- [The problem]:
List every line in the data below that contains the string "sari", copying each one in full.

>> begin The records

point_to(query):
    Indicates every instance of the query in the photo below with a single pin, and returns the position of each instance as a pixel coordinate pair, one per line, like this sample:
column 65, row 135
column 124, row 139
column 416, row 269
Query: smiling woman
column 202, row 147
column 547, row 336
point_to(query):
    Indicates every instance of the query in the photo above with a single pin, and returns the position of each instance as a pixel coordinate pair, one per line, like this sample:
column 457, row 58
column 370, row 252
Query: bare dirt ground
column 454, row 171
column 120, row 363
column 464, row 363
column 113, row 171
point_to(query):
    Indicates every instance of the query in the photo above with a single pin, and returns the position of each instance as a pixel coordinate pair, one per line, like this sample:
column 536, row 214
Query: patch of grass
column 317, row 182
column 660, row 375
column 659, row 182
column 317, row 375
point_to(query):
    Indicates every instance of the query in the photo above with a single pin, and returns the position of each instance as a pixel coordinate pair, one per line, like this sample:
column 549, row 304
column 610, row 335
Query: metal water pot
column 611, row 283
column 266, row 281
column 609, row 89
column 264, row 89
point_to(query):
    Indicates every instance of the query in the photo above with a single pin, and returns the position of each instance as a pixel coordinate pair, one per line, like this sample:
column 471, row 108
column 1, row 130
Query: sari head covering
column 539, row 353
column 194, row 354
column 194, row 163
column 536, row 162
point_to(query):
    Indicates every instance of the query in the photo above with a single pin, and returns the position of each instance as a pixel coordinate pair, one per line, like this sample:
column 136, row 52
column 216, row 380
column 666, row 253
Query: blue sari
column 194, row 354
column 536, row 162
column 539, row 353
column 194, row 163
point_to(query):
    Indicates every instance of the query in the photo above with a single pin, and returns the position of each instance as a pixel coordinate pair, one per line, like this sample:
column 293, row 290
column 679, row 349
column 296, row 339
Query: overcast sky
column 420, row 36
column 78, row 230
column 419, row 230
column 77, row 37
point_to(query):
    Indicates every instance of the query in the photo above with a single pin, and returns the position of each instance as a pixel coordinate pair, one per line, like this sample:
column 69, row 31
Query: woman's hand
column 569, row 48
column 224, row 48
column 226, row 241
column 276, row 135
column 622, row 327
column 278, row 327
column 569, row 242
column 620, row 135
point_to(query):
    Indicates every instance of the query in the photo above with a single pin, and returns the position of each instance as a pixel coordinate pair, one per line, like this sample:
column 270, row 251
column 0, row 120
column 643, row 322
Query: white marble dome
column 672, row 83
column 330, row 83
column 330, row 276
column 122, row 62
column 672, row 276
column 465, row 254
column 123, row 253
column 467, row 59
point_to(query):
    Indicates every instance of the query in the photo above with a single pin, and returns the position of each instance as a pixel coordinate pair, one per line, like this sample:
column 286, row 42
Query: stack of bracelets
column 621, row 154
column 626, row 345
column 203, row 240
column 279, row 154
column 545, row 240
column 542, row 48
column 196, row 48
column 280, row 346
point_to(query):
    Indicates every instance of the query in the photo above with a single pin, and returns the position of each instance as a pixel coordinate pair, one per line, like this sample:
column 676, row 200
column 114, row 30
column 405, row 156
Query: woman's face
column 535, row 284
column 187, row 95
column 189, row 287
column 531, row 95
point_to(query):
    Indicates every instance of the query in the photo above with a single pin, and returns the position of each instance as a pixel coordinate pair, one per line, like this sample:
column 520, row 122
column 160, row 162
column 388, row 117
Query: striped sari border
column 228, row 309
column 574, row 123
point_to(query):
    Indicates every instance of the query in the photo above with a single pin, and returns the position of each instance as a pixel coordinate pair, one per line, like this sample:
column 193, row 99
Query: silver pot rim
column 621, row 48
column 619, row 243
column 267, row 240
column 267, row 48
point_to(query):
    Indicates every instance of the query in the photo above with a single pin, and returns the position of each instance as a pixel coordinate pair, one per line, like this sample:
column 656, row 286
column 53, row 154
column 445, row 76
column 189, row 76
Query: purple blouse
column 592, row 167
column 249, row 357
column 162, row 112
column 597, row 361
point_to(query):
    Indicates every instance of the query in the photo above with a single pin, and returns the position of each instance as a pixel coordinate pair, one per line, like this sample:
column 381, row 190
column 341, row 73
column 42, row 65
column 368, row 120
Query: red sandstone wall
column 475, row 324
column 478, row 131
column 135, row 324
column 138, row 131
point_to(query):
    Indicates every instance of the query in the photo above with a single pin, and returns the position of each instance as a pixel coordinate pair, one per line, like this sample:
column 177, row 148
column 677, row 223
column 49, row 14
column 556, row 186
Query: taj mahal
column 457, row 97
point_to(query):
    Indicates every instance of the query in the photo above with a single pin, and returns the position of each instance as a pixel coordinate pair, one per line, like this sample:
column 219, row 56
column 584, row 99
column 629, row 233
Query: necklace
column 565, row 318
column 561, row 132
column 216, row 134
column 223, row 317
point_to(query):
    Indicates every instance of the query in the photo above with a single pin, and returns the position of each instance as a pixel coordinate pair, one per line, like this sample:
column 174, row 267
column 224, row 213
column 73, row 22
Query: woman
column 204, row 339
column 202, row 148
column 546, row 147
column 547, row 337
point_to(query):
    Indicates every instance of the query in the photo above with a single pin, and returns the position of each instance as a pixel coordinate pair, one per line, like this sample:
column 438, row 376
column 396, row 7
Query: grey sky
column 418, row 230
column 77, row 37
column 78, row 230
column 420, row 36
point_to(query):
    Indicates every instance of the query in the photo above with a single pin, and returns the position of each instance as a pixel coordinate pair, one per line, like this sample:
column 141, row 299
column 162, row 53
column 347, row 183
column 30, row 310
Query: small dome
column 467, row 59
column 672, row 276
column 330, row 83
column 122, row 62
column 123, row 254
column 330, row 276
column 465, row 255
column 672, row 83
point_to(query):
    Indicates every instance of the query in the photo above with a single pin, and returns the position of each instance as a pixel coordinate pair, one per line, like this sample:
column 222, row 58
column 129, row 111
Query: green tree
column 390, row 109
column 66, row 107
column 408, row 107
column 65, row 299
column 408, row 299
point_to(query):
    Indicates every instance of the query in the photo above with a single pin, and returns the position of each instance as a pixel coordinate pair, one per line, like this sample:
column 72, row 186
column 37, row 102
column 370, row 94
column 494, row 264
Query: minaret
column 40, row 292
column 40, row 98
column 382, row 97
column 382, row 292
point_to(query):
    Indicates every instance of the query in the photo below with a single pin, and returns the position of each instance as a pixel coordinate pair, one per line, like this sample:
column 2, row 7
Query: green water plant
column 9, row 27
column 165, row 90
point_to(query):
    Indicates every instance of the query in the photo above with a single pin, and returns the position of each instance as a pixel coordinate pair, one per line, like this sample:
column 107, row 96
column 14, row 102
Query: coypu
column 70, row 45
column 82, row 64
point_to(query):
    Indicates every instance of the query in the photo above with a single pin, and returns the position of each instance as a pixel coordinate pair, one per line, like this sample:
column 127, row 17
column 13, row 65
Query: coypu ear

>> end The records
>> begin The records

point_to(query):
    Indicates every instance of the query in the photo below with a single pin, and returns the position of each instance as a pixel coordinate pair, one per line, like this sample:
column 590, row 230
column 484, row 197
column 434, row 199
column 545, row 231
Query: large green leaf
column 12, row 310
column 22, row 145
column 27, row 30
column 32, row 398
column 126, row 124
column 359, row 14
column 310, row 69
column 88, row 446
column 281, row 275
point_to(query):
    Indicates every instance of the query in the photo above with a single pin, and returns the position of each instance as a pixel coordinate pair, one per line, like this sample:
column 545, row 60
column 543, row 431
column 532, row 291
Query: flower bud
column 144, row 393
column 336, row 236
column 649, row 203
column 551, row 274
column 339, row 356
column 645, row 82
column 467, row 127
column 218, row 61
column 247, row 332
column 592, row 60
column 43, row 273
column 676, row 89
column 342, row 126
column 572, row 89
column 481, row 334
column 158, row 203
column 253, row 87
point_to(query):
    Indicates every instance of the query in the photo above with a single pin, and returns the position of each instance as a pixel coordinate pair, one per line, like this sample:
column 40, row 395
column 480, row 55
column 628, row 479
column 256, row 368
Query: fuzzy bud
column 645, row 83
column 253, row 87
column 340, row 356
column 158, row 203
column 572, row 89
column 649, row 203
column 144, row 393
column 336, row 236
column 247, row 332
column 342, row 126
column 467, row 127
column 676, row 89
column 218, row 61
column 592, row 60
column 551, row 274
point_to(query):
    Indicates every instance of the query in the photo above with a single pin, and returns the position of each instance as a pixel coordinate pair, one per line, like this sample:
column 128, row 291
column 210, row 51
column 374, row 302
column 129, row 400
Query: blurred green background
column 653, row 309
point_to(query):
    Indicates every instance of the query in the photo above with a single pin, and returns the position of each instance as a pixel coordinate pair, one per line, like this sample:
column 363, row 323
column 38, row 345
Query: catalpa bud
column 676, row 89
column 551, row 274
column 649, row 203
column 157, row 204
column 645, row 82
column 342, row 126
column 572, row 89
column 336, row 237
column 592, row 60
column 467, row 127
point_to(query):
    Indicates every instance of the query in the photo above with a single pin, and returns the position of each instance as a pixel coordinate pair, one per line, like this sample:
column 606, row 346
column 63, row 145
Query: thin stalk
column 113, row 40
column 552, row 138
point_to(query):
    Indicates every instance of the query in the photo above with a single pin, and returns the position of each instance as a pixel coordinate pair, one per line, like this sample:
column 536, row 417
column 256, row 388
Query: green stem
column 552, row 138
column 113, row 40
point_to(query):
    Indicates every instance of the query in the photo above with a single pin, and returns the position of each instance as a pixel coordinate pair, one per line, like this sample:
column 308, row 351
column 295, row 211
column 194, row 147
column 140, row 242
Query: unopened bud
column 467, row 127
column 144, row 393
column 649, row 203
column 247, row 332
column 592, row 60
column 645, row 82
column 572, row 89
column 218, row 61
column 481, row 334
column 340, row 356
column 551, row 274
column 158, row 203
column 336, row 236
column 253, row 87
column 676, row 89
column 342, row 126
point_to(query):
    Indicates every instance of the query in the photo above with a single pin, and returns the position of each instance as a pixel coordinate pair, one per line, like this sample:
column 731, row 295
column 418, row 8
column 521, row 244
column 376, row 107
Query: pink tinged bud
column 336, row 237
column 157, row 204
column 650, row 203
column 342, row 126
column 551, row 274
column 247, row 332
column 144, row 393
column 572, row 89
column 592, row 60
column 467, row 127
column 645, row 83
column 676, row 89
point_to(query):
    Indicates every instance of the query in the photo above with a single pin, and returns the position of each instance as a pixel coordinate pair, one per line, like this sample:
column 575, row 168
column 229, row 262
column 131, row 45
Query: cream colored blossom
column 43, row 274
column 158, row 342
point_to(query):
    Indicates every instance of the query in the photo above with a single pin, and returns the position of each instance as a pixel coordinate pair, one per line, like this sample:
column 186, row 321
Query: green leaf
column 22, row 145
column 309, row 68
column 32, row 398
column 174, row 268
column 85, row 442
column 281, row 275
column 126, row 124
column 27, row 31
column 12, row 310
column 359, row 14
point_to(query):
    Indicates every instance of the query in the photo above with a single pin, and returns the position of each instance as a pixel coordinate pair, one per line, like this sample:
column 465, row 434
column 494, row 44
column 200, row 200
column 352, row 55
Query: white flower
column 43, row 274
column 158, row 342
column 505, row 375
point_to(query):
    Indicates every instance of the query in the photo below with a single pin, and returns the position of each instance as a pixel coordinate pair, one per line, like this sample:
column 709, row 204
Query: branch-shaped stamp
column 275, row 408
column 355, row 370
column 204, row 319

>> end The records

- [Solution for this exercise]:
Query: sari head covering
Query: blue sari
Query: striped sari border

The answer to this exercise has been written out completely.